» **Problem**:
Set out every line of the items below as a numbered list, skipping any blank lines. Leave the pictures out of your answer.

» **Data listing**:
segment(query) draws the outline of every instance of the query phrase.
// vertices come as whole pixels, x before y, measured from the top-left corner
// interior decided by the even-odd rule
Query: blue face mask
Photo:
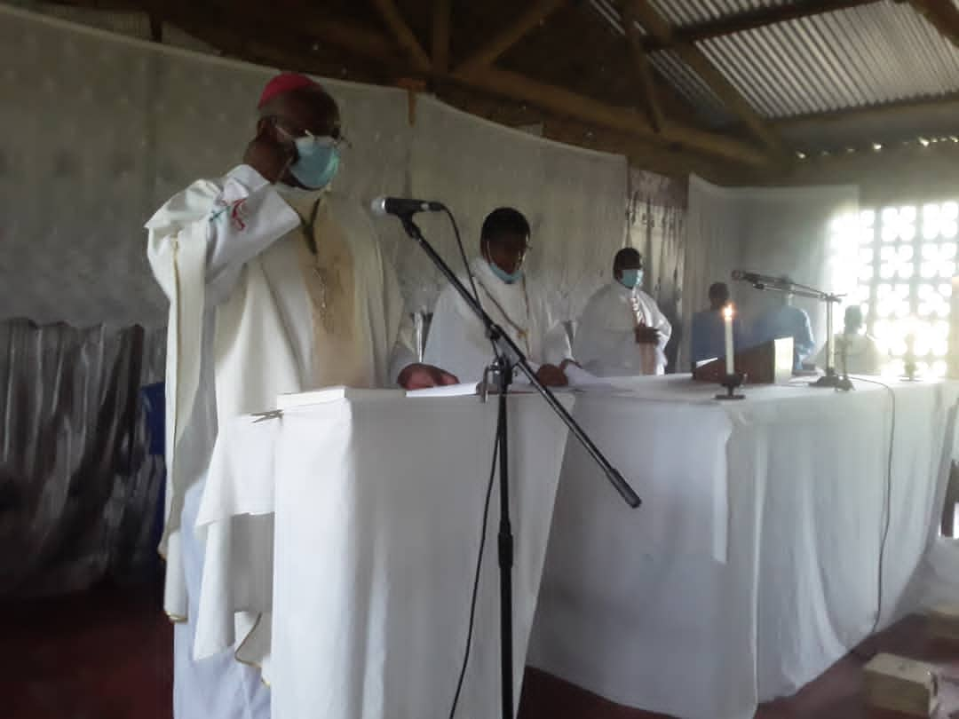
[[[623,269],[620,284],[628,290],[634,290],[643,284],[642,269]]]
[[[497,265],[495,262],[489,263],[489,268],[493,270],[493,274],[499,277],[501,280],[505,282],[507,285],[512,285],[514,282],[519,282],[523,277],[523,267],[520,267],[515,272],[506,272],[503,267]]]
[[[297,137],[296,162],[290,166],[290,173],[303,187],[320,190],[333,181],[339,170],[339,149],[332,137]]]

» **Solution to the problem**:
1. segment(query) draws the outline of every instance of the query phrase.
2. // vertices come as whole pixels, x before y, measured from the top-left corner
3. // interior decided by the even-odd rule
4. Query: blue face mask
5. Photo:
6. [[[623,269],[620,284],[628,290],[634,290],[643,284],[642,269]]]
7. [[[497,265],[495,262],[489,263],[489,268],[493,270],[493,274],[499,277],[501,280],[505,282],[507,285],[512,285],[514,282],[519,282],[523,277],[523,267],[520,267],[515,272],[506,272],[503,267]]]
8. [[[297,137],[296,162],[290,166],[290,173],[303,187],[320,190],[333,181],[339,170],[339,149],[332,137]]]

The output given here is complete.